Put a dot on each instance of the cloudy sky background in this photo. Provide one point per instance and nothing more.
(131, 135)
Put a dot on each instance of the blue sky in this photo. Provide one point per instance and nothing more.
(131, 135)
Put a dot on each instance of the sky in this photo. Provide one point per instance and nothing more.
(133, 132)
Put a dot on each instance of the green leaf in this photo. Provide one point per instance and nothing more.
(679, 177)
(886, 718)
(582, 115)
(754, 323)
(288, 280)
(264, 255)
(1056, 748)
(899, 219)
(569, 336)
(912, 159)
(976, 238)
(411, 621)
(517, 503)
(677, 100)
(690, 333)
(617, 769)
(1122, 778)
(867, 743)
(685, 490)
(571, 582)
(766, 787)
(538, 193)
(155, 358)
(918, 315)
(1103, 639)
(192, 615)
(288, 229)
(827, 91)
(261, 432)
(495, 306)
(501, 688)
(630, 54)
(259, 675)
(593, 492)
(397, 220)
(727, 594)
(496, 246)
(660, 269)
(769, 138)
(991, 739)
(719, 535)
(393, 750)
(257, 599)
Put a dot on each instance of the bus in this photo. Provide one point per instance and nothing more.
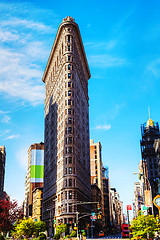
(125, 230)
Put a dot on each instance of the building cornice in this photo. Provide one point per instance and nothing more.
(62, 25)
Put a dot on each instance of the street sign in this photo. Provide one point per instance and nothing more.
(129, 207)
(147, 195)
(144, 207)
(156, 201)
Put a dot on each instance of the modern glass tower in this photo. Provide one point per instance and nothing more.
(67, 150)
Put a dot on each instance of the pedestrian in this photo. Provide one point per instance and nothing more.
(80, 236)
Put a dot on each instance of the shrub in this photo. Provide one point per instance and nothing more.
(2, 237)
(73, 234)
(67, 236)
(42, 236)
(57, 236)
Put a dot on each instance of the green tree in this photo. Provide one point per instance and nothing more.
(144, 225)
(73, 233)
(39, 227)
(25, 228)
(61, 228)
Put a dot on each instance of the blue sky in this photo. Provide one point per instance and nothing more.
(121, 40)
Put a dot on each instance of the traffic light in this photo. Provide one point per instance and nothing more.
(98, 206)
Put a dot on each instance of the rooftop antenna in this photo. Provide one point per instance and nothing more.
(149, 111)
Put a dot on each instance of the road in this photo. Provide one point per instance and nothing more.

* [What is expected] Repeat exactly the lines starting at the line with "Put a dot on each instance of the green tree" and ending with the final line of the entries. Include nothing else.

* [Response]
Put a dot on each instance of the green tree in this photo. Provide one point per instance and nothing more.
(144, 225)
(73, 233)
(39, 227)
(25, 228)
(61, 228)
Put a dot on each instance of the blue sky in this photo. Provide one point per instance and nothing more.
(121, 40)
Put a dot on each instance of the traffic light in this photo. Provide one point per instance and nothing more.
(98, 206)
Put a dot on each instance of the rooftop antenna in this photo. Provide one point per instance and nothing more.
(149, 111)
Put a dot on each instance of the road in this photo. Provide one point per instance and nothing more.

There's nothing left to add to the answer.